How to complete this task: Having read the material, return every line of it exactly.

Record excerpts:
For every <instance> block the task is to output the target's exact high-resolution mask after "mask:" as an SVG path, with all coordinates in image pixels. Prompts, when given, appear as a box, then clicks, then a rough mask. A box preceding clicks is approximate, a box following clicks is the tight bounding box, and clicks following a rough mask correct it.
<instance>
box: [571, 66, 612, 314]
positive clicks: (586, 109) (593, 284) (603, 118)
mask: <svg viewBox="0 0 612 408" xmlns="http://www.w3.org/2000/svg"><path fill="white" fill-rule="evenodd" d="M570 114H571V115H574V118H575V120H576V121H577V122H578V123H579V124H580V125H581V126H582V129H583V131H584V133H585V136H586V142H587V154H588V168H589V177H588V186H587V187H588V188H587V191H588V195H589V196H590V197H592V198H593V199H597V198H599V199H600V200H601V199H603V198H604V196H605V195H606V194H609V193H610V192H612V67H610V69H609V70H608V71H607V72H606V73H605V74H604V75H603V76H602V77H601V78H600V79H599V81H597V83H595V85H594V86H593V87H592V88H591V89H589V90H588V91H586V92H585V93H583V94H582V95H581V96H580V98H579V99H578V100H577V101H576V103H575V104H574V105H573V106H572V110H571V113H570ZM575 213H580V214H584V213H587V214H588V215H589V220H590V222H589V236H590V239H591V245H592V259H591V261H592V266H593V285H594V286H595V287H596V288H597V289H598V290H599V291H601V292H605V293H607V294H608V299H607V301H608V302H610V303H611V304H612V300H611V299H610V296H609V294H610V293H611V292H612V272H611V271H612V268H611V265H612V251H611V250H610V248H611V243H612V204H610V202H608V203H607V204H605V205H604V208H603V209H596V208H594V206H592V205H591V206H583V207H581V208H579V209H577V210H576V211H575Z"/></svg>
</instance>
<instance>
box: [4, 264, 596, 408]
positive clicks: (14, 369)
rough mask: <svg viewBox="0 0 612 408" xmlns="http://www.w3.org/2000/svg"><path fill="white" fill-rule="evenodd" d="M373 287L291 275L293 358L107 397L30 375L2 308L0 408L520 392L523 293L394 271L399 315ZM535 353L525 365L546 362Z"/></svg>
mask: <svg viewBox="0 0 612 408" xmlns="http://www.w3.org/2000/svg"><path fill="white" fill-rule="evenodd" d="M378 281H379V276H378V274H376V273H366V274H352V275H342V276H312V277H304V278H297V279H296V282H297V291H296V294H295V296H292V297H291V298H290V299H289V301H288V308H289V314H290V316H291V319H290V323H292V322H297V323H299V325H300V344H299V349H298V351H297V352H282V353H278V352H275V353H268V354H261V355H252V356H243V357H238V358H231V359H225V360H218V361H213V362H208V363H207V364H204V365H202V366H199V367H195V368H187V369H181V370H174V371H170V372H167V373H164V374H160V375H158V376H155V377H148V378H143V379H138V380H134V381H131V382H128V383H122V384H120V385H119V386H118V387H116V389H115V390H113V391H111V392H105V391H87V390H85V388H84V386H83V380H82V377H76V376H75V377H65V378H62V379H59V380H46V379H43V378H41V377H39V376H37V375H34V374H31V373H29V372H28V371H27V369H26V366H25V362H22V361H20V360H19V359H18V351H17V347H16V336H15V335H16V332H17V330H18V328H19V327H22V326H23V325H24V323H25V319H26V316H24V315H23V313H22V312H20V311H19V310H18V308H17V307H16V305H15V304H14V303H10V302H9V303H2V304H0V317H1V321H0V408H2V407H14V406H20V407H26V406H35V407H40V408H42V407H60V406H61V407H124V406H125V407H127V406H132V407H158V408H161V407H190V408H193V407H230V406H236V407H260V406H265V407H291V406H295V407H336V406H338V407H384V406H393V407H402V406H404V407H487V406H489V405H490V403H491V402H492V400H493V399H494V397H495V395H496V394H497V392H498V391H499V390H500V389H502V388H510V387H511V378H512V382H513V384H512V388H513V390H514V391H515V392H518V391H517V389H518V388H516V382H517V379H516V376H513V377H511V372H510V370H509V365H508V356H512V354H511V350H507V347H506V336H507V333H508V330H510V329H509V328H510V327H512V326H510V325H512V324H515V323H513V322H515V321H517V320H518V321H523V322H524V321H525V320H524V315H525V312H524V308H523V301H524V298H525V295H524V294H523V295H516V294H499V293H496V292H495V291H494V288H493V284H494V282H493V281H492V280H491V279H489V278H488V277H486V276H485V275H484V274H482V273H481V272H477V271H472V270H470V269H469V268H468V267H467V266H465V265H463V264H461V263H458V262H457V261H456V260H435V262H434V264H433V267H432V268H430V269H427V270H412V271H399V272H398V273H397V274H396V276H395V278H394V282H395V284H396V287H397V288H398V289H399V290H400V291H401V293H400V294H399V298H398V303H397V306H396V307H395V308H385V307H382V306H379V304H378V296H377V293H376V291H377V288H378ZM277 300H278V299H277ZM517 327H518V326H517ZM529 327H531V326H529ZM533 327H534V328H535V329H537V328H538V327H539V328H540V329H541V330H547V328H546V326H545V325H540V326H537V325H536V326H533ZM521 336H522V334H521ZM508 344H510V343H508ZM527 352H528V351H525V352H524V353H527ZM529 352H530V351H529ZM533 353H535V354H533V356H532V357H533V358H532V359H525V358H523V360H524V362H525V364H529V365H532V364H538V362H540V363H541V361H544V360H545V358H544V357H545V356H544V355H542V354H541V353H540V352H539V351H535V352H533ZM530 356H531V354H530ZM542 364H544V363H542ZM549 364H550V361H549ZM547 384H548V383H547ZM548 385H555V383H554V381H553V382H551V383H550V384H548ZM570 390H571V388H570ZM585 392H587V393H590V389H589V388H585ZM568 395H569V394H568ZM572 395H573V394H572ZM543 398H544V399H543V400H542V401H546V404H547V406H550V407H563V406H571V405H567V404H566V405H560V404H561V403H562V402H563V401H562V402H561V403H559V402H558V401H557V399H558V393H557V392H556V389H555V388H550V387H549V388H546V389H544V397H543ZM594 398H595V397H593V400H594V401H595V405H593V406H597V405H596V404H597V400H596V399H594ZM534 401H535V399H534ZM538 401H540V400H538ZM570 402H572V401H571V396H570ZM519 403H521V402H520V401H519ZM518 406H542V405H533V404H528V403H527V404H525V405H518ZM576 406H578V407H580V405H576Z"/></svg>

Written solution:
For every <instance> block the task is to output the target's exact high-resolution mask after "mask:" as an SVG path, with all coordinates in image pixels. Prompts, when given, appear as a box, then clicks, then a rough mask. A box preceding clicks is approximate, a box following clicks is the tight bounding box, and clicks following a rough mask correct it.
<instance>
box: [571, 66, 612, 314]
positive clicks: (586, 109) (593, 284) (603, 118)
mask: <svg viewBox="0 0 612 408" xmlns="http://www.w3.org/2000/svg"><path fill="white" fill-rule="evenodd" d="M570 114H571V115H574V118H575V120H576V121H577V122H578V123H579V124H580V125H581V126H582V129H583V131H584V133H585V136H586V142H587V154H588V168H589V177H588V186H587V187H588V188H587V191H588V195H589V196H590V197H592V198H593V199H597V198H599V199H600V200H601V199H603V198H604V196H605V195H606V194H609V193H610V192H612V67H610V69H609V70H608V71H607V72H606V73H605V74H604V75H603V76H602V77H601V78H600V79H599V81H597V83H595V85H594V86H593V87H592V88H591V89H589V90H588V91H586V92H585V93H583V94H582V95H581V96H580V98H579V99H578V100H577V101H576V103H575V104H574V105H573V106H572V110H571V113H570ZM575 213H580V214H584V213H587V214H588V215H589V220H590V222H589V236H590V239H591V245H592V259H591V261H592V266H593V285H594V286H595V287H596V288H597V289H598V290H599V291H601V292H605V293H607V294H608V299H607V301H608V302H610V303H611V304H612V300H611V299H610V296H609V294H610V293H611V292H612V272H611V271H612V268H611V265H612V251H611V250H610V248H611V243H612V204H610V202H608V203H607V204H605V205H604V208H603V209H596V208H594V206H592V205H591V206H583V207H581V208H579V209H577V210H576V211H575Z"/></svg>
</instance>
<instance>
box: [4, 264, 596, 408]
positive clicks: (14, 369)
rough mask: <svg viewBox="0 0 612 408" xmlns="http://www.w3.org/2000/svg"><path fill="white" fill-rule="evenodd" d="M373 287L291 275L293 358L107 397L30 375L2 308L0 408L520 392L523 293L394 271L399 315ZM535 353L525 365L546 362Z"/></svg>
mask: <svg viewBox="0 0 612 408" xmlns="http://www.w3.org/2000/svg"><path fill="white" fill-rule="evenodd" d="M378 281H379V276H378V274H376V273H366V274H352V275H342V276H312V277H304V278H297V279H296V282H297V291H296V294H295V296H292V297H291V298H290V299H289V301H288V308H289V314H290V316H291V319H290V323H292V322H297V323H299V325H300V344H299V349H298V351H297V352H282V353H278V352H275V353H268V354H261V355H252V356H243V357H238V358H231V359H225V360H218V361H213V362H208V363H207V364H204V365H202V366H199V367H195V368H187V369H181V370H174V371H170V372H167V373H164V374H160V375H158V376H155V377H148V378H143V379H138V380H134V381H131V382H128V383H122V384H120V385H119V386H118V387H116V389H115V390H113V391H111V392H105V391H87V390H85V388H84V386H83V380H82V377H76V376H75V377H65V378H62V379H59V380H46V379H43V378H41V377H39V376H37V375H34V374H31V373H29V372H28V371H27V369H26V366H25V362H22V361H20V360H19V359H18V351H17V347H16V336H15V335H16V332H17V330H18V328H19V327H22V326H23V325H24V323H25V319H26V316H24V315H23V313H22V312H20V311H19V310H18V308H17V307H16V305H15V304H14V303H10V302H9V303H2V304H0V317H1V321H0V408H2V407H14V406H20V407H26V406H35V407H40V408H42V407H60V406H61V407H124V406H125V407H127V406H132V407H158V408H161V407H190V408H193V407H230V406H236V407H260V406H265V407H291V406H295V407H336V406H338V407H384V406H393V407H402V406H404V407H487V406H489V405H490V403H491V402H492V400H493V399H494V397H495V395H496V394H497V392H498V391H499V390H500V389H502V388H510V387H511V378H512V382H513V384H512V388H513V390H514V391H515V392H518V391H517V389H518V388H516V382H517V379H516V376H513V377H511V372H510V370H509V365H508V356H512V354H511V350H507V347H506V336H507V333H508V330H510V329H509V328H510V327H512V326H510V325H512V324H515V323H513V322H515V321H517V320H518V321H523V322H524V321H525V320H524V315H525V312H524V308H523V301H524V298H525V295H524V294H523V295H516V294H499V293H496V292H495V291H494V288H493V284H494V282H493V281H492V280H491V279H489V278H488V277H486V276H485V275H484V274H482V273H481V272H477V271H472V270H470V269H469V268H468V267H467V266H465V265H463V264H461V263H458V262H457V261H456V260H435V262H434V264H433V267H432V268H430V269H427V270H412V271H399V272H398V273H397V274H396V276H395V278H394V282H395V284H396V287H397V288H398V289H399V290H400V291H401V293H400V294H399V298H398V303H397V306H396V307H395V308H385V307H382V306H379V304H378V296H377V293H376V291H377V288H378ZM277 300H278V299H277ZM517 327H518V326H517ZM529 327H531V326H529ZM533 327H534V328H535V329H537V328H538V327H539V328H540V329H541V330H547V328H546V326H545V325H540V326H537V325H536V326H533ZM521 336H522V334H521ZM508 344H510V343H508ZM527 352H528V351H525V352H524V353H527ZM529 352H530V351H529ZM533 353H535V354H533V356H532V357H533V358H532V359H525V358H523V360H524V362H525V364H529V365H532V364H538V362H540V363H541V361H544V360H545V358H544V357H545V356H544V355H542V354H541V353H540V352H539V351H535V352H533ZM530 356H531V354H530ZM542 364H544V363H542ZM549 364H550V361H549ZM547 384H548V383H547ZM548 385H555V383H554V381H553V382H551V383H550V384H548ZM570 390H571V388H570ZM585 392H587V393H590V389H589V388H585ZM568 395H569V394H568ZM572 395H573V394H572ZM543 398H544V399H543V400H542V401H546V404H547V406H550V407H563V406H571V405H567V404H566V405H560V404H561V403H562V402H563V401H562V402H561V403H559V402H558V401H557V399H558V393H557V392H556V389H555V388H550V387H549V388H546V389H544V397H543ZM594 398H595V397H593V400H594V401H595V405H593V406H597V405H596V404H597V400H596V399H594ZM534 401H535V399H534ZM538 401H540V400H538ZM570 402H572V401H571V396H570ZM519 403H521V402H520V401H519ZM518 406H542V405H533V404H528V403H527V404H525V405H518ZM576 406H578V407H580V405H576Z"/></svg>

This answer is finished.